Identify and copy every line of the records that contains the string "blue". Case counts.

** start of DATA FOR THIS EXERCISE **

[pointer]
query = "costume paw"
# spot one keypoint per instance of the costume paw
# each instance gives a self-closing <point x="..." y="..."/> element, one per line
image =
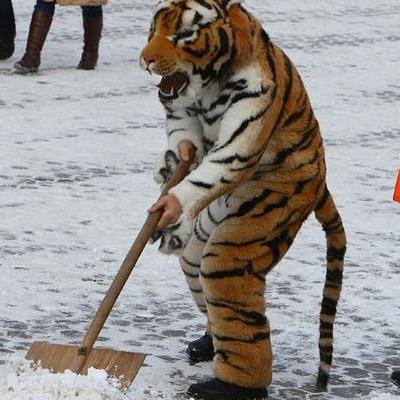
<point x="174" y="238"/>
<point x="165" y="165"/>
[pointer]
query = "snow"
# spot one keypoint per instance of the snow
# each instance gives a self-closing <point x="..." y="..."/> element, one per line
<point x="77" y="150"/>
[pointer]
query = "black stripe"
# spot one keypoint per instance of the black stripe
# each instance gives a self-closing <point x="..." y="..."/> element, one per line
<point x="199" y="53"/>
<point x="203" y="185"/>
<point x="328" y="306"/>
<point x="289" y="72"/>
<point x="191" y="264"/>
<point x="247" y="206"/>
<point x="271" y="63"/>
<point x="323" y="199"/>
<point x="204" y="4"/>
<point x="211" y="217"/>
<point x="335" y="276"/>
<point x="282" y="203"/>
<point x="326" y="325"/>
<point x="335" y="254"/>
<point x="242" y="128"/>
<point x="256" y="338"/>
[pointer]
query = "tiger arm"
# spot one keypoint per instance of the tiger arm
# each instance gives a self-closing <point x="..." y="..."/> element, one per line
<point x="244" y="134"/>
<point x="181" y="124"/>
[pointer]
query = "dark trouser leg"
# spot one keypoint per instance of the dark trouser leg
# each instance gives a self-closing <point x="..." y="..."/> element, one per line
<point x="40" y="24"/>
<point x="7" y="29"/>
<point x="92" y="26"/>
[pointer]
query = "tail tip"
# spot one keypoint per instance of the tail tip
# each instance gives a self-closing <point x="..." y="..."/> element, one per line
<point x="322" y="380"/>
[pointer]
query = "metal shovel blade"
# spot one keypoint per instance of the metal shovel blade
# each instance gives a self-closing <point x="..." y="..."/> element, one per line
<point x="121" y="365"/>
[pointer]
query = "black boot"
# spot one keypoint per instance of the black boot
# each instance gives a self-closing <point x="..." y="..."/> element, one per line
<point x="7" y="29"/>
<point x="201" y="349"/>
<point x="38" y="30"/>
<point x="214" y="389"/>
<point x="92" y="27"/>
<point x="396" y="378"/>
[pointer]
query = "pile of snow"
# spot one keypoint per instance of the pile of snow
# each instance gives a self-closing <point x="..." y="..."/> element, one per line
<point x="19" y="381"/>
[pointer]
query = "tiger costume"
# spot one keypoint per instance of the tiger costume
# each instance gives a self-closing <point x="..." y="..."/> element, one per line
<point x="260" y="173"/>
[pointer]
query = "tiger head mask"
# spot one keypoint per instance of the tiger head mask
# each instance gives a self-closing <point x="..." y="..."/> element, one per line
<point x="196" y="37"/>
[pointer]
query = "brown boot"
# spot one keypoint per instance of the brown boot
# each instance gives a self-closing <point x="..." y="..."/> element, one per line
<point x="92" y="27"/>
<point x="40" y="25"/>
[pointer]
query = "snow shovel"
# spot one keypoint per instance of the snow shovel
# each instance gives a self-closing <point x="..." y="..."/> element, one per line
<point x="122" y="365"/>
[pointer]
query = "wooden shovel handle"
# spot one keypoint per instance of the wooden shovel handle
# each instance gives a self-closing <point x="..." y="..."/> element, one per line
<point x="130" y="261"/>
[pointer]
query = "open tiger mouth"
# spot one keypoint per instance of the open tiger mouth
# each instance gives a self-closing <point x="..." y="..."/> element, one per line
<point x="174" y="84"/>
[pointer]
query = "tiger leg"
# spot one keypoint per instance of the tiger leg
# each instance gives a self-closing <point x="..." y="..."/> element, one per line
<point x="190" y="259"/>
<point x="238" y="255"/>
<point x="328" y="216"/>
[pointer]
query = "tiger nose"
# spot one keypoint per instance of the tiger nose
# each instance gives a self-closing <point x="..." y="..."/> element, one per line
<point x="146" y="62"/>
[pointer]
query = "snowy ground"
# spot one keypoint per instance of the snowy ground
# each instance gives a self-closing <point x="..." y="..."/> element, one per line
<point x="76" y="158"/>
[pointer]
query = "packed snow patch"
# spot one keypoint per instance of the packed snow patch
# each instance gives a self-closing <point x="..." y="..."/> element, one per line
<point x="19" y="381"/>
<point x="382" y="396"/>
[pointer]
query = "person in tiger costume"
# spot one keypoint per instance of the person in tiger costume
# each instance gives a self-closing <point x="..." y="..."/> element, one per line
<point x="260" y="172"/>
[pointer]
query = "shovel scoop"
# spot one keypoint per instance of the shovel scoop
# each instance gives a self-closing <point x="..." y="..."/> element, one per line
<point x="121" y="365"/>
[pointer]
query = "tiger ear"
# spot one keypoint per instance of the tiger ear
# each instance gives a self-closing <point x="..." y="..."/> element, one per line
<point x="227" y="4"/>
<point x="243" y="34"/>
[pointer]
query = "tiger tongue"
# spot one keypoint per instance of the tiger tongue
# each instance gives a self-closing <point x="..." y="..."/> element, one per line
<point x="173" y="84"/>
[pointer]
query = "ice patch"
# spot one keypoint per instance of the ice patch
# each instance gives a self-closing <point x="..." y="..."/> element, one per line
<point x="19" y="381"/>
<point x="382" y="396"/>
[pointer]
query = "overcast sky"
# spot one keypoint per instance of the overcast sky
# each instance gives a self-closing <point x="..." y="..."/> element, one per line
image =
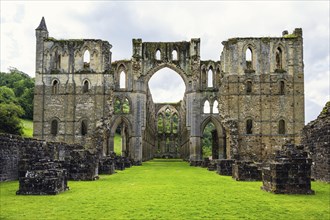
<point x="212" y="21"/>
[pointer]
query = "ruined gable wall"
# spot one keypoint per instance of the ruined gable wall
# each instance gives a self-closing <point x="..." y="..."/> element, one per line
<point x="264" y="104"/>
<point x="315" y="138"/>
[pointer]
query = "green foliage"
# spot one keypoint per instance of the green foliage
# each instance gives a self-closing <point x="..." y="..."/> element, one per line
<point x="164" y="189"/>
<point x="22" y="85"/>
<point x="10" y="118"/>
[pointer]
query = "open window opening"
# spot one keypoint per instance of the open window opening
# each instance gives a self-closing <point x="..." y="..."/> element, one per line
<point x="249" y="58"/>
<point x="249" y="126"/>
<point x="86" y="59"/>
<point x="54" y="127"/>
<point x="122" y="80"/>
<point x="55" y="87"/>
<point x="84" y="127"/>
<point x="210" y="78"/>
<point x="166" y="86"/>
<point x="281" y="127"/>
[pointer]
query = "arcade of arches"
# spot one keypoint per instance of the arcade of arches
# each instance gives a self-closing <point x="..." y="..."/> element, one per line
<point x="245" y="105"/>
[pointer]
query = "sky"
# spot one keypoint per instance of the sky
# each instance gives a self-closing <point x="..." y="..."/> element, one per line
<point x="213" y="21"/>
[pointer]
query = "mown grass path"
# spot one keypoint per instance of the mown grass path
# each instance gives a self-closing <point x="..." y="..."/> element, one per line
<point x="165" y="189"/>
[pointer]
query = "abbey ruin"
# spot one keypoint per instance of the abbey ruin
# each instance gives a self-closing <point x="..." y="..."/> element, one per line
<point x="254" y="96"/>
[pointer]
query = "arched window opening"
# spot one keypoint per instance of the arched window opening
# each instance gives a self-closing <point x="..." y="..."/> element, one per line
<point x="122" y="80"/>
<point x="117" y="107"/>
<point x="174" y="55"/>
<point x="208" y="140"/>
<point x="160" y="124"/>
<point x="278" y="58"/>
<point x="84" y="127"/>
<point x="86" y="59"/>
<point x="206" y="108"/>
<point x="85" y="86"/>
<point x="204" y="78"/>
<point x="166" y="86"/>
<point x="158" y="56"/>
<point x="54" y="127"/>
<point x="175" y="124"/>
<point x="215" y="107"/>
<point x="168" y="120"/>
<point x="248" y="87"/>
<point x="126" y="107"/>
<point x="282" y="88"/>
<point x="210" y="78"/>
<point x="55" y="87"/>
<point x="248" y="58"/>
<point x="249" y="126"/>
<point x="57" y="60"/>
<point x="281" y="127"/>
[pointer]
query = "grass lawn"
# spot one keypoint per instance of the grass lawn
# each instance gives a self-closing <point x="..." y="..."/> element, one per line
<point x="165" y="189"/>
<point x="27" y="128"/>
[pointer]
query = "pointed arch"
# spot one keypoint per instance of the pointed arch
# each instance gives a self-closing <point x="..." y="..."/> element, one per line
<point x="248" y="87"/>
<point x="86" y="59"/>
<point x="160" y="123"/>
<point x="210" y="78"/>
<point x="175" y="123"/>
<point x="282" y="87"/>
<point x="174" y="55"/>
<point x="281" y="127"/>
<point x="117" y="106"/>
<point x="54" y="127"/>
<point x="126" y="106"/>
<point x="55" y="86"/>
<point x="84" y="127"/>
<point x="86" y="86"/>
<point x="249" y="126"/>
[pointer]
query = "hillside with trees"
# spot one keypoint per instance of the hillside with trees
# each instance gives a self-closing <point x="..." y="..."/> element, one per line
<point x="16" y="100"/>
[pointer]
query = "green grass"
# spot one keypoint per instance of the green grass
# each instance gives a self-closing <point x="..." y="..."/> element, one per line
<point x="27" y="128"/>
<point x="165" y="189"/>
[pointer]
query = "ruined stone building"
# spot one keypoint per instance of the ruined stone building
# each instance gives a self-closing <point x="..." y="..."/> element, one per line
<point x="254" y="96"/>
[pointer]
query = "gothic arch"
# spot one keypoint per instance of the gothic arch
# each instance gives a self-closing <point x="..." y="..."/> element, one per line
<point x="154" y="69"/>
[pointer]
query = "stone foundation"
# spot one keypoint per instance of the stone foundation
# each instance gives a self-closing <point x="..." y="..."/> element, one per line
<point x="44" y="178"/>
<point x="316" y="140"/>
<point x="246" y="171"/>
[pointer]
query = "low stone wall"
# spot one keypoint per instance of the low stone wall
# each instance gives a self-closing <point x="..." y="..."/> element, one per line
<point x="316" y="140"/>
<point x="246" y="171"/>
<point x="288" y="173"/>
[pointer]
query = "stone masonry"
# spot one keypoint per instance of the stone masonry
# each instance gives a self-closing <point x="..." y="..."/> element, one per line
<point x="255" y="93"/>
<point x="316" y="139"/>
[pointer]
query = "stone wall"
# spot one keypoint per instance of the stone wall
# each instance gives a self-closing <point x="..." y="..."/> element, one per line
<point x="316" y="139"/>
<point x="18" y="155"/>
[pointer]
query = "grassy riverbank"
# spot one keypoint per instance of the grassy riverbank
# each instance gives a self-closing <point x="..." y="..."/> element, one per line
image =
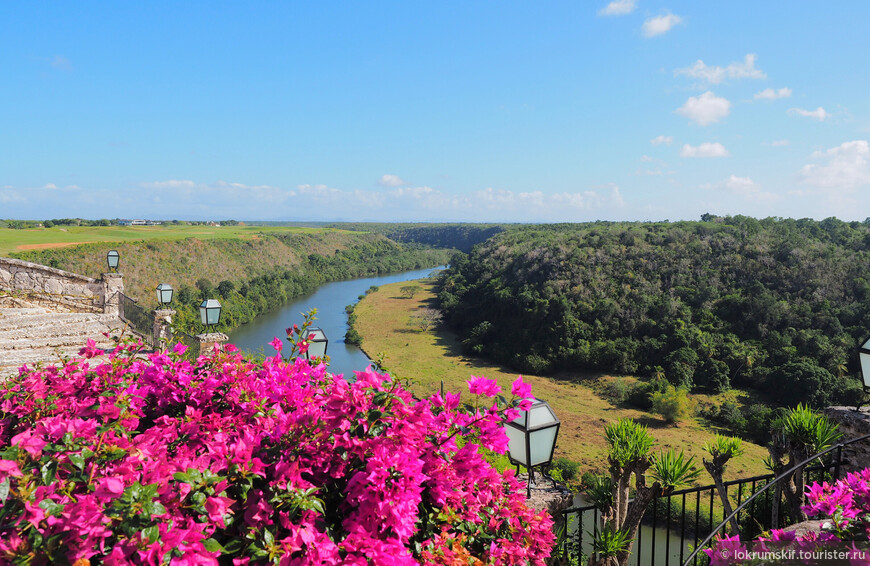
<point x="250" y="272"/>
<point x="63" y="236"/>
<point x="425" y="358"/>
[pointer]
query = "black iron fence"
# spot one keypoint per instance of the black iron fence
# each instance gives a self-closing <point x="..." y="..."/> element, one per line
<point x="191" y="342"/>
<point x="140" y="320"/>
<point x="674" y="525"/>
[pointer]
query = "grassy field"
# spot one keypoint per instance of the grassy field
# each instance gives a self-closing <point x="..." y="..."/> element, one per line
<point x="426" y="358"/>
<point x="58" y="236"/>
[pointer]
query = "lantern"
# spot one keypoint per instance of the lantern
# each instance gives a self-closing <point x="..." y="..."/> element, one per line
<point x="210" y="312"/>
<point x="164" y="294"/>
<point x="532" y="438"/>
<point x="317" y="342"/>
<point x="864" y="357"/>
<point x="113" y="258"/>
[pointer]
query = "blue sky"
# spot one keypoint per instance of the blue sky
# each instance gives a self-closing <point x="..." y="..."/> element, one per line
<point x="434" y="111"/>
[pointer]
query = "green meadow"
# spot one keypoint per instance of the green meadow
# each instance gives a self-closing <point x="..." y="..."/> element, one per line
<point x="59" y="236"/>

** end of DATA FOR THIS EXERCISE **

> CORRECT ANSWER
query = "blue sky"
# spot one keypoint per instance of the blue sky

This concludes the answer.